_MATERIAL PROVIDED_
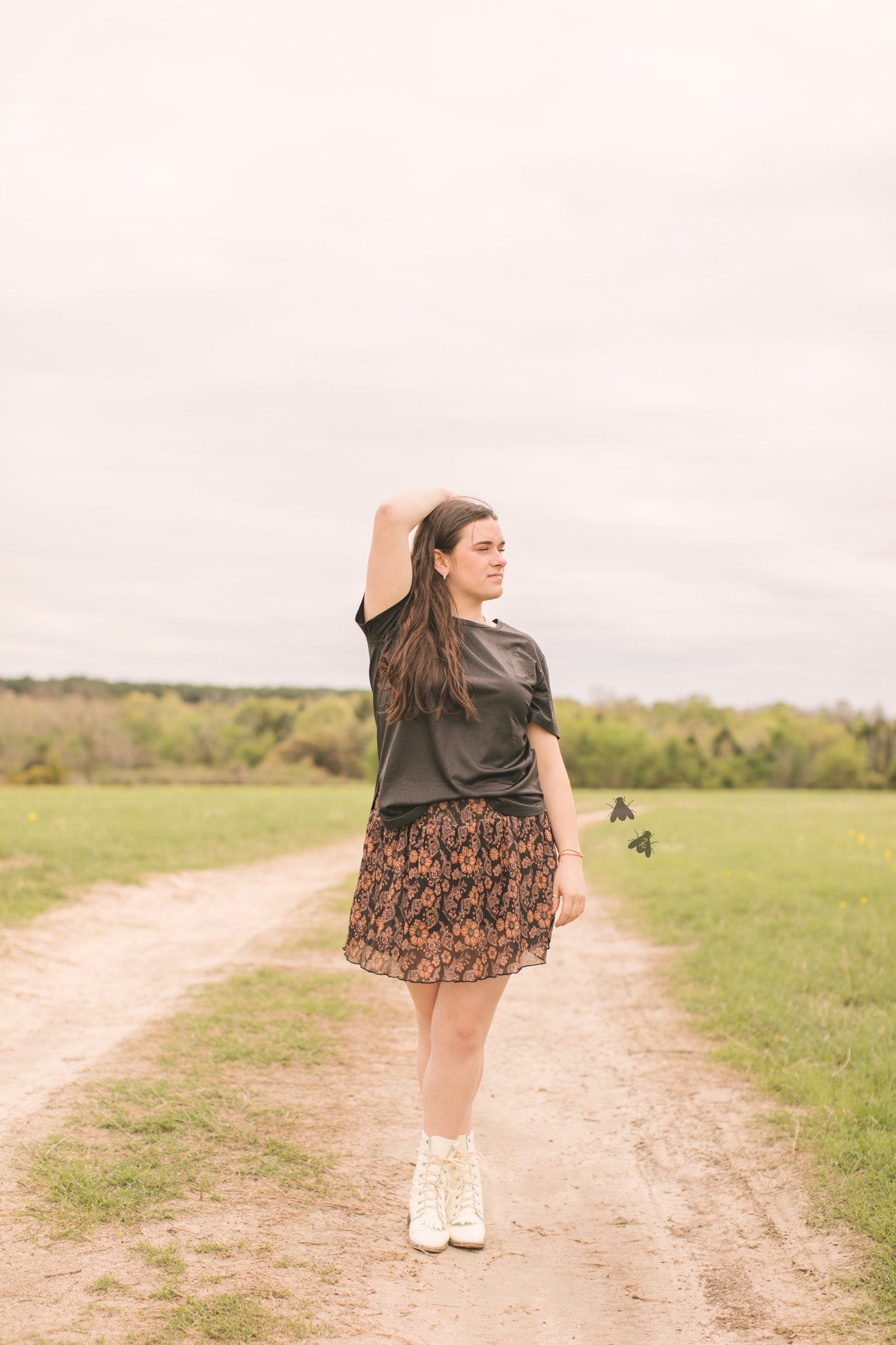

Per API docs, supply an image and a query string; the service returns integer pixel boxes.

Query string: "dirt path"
[0,814,883,1345]
[0,837,362,1134]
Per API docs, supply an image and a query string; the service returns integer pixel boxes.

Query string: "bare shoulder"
[364,504,412,621]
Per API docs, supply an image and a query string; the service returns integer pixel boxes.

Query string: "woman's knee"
[431,1014,489,1056]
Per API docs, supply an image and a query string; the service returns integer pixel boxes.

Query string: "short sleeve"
[526,644,560,738]
[354,592,411,644]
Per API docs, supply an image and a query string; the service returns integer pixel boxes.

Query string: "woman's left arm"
[525,724,584,925]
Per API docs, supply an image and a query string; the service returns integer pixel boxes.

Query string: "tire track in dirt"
[0,837,363,1131]
[0,811,884,1345]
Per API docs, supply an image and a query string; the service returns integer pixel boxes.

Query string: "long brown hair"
[377,495,497,724]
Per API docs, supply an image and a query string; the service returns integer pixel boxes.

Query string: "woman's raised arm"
[364,485,456,621]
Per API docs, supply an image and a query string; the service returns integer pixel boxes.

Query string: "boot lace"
[449,1149,488,1224]
[410,1151,453,1228]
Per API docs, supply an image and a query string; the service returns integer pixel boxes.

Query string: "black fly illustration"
[610,795,634,822]
[629,831,653,860]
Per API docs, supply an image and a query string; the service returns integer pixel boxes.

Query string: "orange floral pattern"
[343,797,557,982]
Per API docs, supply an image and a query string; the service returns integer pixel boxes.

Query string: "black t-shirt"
[354,593,560,827]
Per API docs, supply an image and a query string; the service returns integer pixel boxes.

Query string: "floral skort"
[343,799,557,982]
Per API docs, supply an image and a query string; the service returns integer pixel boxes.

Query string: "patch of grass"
[164,967,357,1068]
[169,1292,325,1341]
[16,969,360,1231]
[0,782,372,924]
[87,1275,133,1295]
[135,1241,186,1275]
[582,791,896,1319]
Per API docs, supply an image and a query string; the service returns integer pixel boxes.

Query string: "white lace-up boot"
[407,1131,457,1252]
[447,1131,485,1246]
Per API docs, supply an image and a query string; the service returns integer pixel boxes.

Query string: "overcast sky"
[0,0,896,713]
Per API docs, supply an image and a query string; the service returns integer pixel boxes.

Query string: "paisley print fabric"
[343,797,557,982]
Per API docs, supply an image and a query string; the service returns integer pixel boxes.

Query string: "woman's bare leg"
[406,981,485,1136]
[408,977,509,1139]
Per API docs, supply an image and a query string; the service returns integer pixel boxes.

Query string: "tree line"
[0,678,896,789]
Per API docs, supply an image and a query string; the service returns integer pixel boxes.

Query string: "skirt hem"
[341,948,548,986]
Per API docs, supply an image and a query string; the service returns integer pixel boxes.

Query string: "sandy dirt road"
[0,838,362,1134]
[0,814,884,1345]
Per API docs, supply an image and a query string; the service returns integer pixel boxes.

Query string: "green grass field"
[7,783,896,1319]
[0,782,373,924]
[582,791,896,1318]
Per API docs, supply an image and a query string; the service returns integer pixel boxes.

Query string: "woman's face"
[435,518,507,603]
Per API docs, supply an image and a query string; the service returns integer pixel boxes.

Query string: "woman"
[343,488,584,1252]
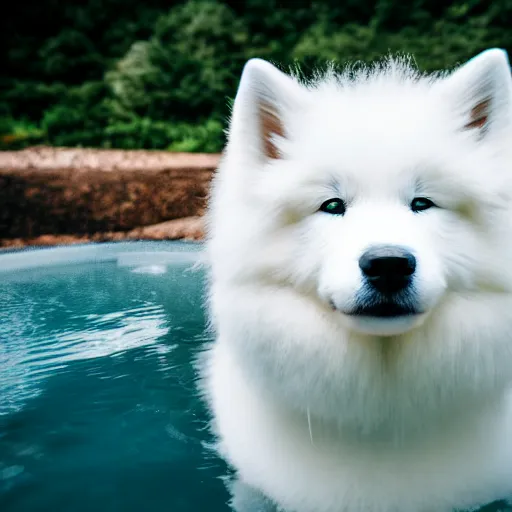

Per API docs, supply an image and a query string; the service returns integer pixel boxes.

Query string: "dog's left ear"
[440,49,512,136]
[229,59,305,161]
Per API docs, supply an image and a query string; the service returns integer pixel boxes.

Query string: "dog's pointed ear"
[229,59,305,160]
[441,49,512,137]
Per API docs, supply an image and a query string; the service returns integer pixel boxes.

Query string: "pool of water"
[0,242,228,512]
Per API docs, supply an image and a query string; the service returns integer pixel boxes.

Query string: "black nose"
[359,245,416,293]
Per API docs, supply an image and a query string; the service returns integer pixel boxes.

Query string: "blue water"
[0,244,228,512]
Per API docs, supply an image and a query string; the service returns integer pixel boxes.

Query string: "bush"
[0,0,512,151]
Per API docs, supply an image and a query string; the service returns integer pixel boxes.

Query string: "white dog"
[202,50,512,512]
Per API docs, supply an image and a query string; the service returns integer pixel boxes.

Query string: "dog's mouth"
[347,302,421,318]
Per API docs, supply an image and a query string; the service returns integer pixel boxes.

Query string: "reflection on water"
[0,256,227,512]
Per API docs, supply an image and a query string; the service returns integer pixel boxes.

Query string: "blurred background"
[0,0,512,152]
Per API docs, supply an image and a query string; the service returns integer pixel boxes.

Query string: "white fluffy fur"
[202,50,512,512]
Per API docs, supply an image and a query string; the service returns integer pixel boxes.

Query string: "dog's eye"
[411,197,436,212]
[320,197,347,215]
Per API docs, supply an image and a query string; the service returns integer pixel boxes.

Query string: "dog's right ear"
[229,59,305,160]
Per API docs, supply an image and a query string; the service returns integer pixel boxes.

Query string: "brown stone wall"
[0,148,219,245]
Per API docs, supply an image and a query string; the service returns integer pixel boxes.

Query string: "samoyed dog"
[202,49,512,512]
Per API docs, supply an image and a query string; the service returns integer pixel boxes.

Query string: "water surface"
[0,244,228,512]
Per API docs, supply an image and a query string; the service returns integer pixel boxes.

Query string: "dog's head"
[207,50,512,335]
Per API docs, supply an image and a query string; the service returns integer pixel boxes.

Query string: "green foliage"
[0,0,512,152]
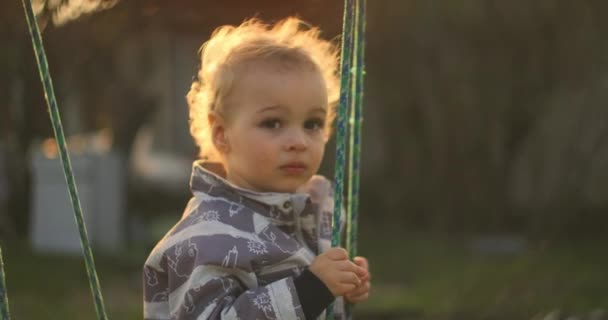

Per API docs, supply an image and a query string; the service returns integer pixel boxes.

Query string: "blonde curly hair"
[187,17,340,160]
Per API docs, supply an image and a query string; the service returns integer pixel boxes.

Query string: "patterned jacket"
[143,162,343,320]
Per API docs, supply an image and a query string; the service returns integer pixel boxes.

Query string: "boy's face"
[214,64,328,192]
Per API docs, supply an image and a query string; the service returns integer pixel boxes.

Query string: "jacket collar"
[190,160,318,222]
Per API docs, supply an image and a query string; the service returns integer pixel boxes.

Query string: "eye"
[260,118,281,129]
[304,118,325,131]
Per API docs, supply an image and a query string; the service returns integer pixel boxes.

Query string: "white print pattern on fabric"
[143,163,345,320]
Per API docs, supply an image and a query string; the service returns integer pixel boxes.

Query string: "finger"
[353,257,369,270]
[344,293,369,303]
[327,247,348,260]
[337,260,369,279]
[348,282,371,297]
[339,272,361,290]
[338,283,356,296]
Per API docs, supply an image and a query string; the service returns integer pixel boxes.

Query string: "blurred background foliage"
[0,0,608,319]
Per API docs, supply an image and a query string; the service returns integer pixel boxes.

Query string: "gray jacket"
[143,162,343,320]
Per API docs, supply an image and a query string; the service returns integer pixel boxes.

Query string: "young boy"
[143,18,370,319]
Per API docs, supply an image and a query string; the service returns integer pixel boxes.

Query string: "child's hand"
[344,257,371,303]
[309,248,369,297]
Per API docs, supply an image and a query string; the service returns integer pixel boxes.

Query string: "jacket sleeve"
[144,232,305,320]
[169,268,304,320]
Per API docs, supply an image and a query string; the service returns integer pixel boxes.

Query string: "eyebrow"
[257,105,282,113]
[257,105,327,113]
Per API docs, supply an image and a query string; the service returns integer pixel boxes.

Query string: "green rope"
[0,247,11,320]
[22,0,108,320]
[346,0,367,268]
[331,0,354,247]
[346,0,366,319]
[327,0,355,319]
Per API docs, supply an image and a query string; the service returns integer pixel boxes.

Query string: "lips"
[280,162,307,174]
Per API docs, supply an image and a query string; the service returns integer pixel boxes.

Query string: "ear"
[207,112,230,154]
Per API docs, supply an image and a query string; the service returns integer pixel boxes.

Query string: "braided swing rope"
[346,0,367,319]
[346,0,367,270]
[327,0,366,318]
[0,247,11,320]
[22,0,108,320]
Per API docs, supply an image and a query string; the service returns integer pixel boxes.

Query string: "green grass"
[360,226,608,319]
[3,228,608,320]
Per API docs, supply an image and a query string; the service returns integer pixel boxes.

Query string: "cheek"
[244,136,277,165]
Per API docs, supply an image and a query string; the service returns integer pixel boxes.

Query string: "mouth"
[279,162,307,174]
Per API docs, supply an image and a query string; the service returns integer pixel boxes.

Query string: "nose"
[285,129,308,151]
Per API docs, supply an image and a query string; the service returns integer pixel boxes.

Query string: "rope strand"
[22,0,108,320]
[0,247,11,320]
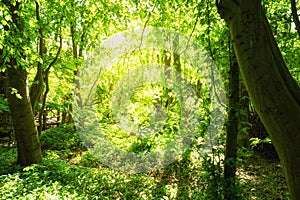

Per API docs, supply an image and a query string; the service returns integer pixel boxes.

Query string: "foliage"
[40,124,82,151]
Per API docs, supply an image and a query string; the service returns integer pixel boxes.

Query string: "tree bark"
[6,67,42,166]
[0,0,42,166]
[224,44,240,200]
[291,0,300,38]
[217,0,300,200]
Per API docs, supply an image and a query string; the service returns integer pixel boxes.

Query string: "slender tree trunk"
[290,0,300,38]
[29,2,46,113]
[224,44,240,200]
[6,65,42,166]
[217,0,300,200]
[0,0,42,166]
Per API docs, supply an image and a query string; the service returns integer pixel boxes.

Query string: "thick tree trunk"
[217,0,300,200]
[6,67,42,166]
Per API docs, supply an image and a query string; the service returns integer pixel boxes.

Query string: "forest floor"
[0,125,289,200]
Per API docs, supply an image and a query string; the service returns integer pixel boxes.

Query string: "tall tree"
[0,0,42,166]
[216,0,300,199]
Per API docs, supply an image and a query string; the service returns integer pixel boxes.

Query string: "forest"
[0,0,300,200]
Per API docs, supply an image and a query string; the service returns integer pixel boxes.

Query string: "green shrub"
[40,125,83,150]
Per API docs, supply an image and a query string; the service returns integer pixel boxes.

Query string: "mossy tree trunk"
[217,0,300,200]
[6,67,42,166]
[0,0,42,166]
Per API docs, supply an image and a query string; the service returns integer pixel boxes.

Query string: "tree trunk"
[224,44,240,200]
[0,0,42,166]
[6,65,42,166]
[217,0,300,200]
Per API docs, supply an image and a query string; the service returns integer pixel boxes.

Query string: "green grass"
[0,126,288,200]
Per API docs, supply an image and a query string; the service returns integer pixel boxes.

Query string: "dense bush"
[40,125,82,150]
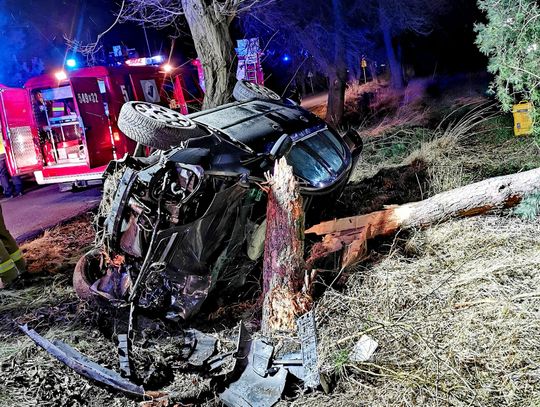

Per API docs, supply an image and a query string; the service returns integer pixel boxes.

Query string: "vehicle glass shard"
[296,311,321,388]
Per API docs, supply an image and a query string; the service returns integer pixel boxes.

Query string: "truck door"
[130,73,163,103]
[70,78,114,168]
[0,88,43,175]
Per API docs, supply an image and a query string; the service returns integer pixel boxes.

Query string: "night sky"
[0,0,486,87]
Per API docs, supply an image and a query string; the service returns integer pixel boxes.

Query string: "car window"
[303,130,343,173]
[287,143,332,185]
[287,130,346,186]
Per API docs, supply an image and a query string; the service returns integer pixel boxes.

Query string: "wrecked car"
[73,81,361,320]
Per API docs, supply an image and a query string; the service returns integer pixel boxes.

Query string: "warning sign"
[141,79,160,103]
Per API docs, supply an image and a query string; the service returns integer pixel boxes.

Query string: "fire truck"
[0,65,192,185]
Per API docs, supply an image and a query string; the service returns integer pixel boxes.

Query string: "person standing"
[0,206,26,289]
[0,142,23,198]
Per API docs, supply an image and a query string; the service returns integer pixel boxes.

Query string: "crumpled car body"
[74,100,355,320]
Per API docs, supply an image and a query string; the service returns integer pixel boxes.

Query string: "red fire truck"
[0,66,168,184]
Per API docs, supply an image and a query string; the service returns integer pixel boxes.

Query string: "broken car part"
[296,311,321,388]
[19,325,146,396]
[74,81,356,320]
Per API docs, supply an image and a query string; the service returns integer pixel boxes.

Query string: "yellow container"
[512,102,533,136]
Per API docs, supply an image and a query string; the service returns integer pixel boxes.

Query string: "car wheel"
[73,250,103,301]
[118,102,203,150]
[233,80,281,102]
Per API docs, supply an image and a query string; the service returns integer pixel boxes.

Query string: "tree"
[248,0,371,125]
[120,0,259,108]
[305,168,540,270]
[365,0,446,89]
[476,0,540,134]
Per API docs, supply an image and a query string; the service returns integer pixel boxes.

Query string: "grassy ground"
[0,75,540,407]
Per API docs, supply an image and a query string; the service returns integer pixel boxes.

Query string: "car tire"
[118,102,203,150]
[233,80,282,102]
[73,250,101,301]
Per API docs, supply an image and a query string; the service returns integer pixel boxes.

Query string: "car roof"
[189,100,324,147]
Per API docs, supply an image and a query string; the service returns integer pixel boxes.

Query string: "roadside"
[0,185,101,242]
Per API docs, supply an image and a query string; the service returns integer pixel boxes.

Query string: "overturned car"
[73,81,361,320]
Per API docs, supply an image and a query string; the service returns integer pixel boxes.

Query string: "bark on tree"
[182,0,236,109]
[262,158,311,335]
[306,168,540,270]
[379,4,405,89]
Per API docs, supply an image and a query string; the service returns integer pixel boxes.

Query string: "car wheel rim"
[135,103,193,128]
[246,82,281,100]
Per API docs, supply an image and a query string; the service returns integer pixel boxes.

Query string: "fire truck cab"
[0,66,167,184]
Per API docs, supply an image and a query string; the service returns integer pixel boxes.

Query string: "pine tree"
[476,0,540,134]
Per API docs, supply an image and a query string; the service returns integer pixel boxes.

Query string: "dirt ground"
[0,75,540,407]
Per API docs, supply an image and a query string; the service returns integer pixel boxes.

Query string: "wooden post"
[261,158,311,335]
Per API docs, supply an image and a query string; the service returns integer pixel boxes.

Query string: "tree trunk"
[379,5,404,89]
[262,158,311,335]
[326,69,347,126]
[182,0,236,109]
[326,0,347,126]
[306,168,540,269]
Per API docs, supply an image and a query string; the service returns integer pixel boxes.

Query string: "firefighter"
[0,206,26,288]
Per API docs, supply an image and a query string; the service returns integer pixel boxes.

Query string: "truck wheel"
[233,80,281,102]
[118,102,202,150]
[73,250,103,301]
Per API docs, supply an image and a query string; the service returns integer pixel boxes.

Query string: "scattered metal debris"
[219,323,287,407]
[118,334,131,377]
[219,366,287,407]
[19,325,146,396]
[349,335,379,362]
[185,329,217,366]
[296,311,321,388]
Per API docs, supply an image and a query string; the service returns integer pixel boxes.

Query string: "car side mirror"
[269,134,294,160]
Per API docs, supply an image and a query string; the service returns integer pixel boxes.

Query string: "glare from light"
[54,71,67,81]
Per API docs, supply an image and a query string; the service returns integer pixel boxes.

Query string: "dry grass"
[306,216,540,407]
[21,214,94,274]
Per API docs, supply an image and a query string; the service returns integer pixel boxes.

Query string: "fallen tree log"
[306,168,540,270]
[261,158,311,335]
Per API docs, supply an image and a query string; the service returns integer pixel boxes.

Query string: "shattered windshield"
[287,129,346,186]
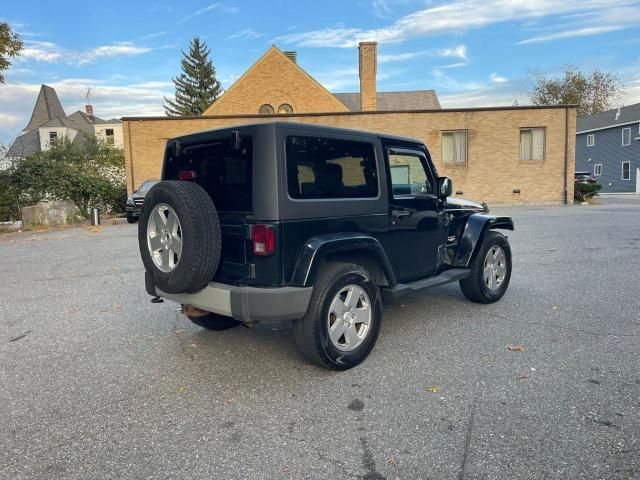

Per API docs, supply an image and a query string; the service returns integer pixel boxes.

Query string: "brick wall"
[124,107,576,205]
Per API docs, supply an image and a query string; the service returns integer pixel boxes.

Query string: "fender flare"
[290,232,398,287]
[453,213,514,268]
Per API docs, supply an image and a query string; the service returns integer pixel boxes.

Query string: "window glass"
[389,152,433,195]
[520,128,545,160]
[442,130,467,164]
[165,136,253,212]
[286,136,378,199]
[278,103,293,114]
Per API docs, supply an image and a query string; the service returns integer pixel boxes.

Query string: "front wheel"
[460,231,511,303]
[293,262,382,370]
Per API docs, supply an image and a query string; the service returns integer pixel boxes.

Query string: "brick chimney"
[358,42,378,112]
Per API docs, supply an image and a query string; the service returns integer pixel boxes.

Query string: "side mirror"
[438,177,453,200]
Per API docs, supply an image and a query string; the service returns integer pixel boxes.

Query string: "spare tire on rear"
[138,180,222,293]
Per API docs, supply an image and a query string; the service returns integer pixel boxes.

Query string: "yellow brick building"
[123,42,576,204]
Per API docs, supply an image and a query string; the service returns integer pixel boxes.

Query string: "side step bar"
[381,268,471,302]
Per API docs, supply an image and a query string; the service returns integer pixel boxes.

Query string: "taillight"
[251,225,276,257]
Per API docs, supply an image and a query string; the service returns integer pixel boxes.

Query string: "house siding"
[576,122,640,193]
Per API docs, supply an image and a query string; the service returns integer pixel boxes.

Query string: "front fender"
[453,213,514,267]
[290,232,398,287]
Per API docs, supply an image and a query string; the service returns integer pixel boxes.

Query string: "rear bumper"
[147,274,313,323]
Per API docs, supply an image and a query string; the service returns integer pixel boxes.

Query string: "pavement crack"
[458,396,478,480]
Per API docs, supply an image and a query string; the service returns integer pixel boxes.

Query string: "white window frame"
[593,163,602,177]
[518,127,547,162]
[440,130,469,165]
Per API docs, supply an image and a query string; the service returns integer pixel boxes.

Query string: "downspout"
[127,120,135,193]
[564,107,569,205]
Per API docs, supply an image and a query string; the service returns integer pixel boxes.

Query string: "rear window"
[286,136,378,199]
[165,137,253,212]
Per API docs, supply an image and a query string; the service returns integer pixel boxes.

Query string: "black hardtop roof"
[168,121,424,145]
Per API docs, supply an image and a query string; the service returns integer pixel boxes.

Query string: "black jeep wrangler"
[138,122,513,369]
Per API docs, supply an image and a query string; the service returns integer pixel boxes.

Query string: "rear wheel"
[460,231,511,303]
[187,313,242,331]
[293,263,382,370]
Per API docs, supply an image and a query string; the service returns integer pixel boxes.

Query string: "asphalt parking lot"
[0,199,640,479]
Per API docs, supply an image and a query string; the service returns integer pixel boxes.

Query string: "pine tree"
[164,37,222,117]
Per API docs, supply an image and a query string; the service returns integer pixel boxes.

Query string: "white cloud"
[438,45,467,62]
[489,72,509,83]
[516,25,626,45]
[275,0,640,48]
[178,3,239,23]
[0,78,174,143]
[227,28,264,40]
[371,0,391,18]
[17,40,154,66]
[378,45,467,65]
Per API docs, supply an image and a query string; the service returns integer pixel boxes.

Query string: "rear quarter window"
[286,136,378,199]
[164,137,253,212]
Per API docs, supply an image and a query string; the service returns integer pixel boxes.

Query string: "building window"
[286,136,378,199]
[278,103,293,114]
[104,128,116,145]
[442,130,467,164]
[520,128,545,160]
[593,163,602,177]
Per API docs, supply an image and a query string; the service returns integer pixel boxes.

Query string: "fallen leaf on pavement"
[507,343,525,352]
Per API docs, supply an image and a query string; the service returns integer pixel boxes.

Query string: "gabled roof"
[6,129,40,158]
[333,90,440,112]
[24,85,67,132]
[576,103,640,133]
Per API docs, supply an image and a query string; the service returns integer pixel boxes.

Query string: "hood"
[447,197,489,213]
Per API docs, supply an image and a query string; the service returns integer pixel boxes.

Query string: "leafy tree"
[164,37,222,117]
[11,136,126,217]
[0,22,22,83]
[529,65,622,117]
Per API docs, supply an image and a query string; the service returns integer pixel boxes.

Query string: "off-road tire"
[293,262,382,370]
[187,313,242,331]
[460,230,511,303]
[138,180,222,293]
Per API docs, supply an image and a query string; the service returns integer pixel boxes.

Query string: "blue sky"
[0,0,640,143]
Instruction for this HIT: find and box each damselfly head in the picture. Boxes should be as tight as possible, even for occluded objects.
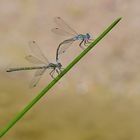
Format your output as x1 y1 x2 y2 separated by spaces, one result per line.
57 62 62 68
86 33 90 39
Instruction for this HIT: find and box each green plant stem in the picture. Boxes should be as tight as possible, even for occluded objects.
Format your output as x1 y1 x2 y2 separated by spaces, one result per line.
0 18 121 137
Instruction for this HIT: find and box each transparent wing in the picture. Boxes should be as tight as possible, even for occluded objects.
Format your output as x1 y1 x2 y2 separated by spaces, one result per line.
51 28 73 36
25 55 46 64
29 41 49 64
54 17 78 35
29 68 46 88
57 40 74 56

_GIVEN TASK_
Write out exactly the lines from the one containing "Instruction for this HIT: find and box each damselfly" through the last line of the records above, both ends included, and leave out any pictures.

_ANSWER BELOW_
Instruction for this HIT: find and box each damselfly head in the picture. Boxes should be as tight as possible, even for occluded objects.
Format your output as x1 y1 x2 y2 separated by spaces, one result per line.
57 62 62 68
86 33 90 39
Instruction for this HIT: find and box each green plant stem in the picture. Boxes should be as tight as possible, even for occluded objects.
Format your output as x1 y1 x2 y2 separated by spaces, one result per line.
0 18 121 137
Instruction for this HIT: find and box each transparent wing in the picture. Boxes should be as tight as possible, even for occluded objects.
Format your output as x1 y1 x2 y2 separated by spaces, one result per line.
51 28 73 36
25 55 46 64
29 41 49 64
54 17 78 35
29 68 46 88
57 40 74 56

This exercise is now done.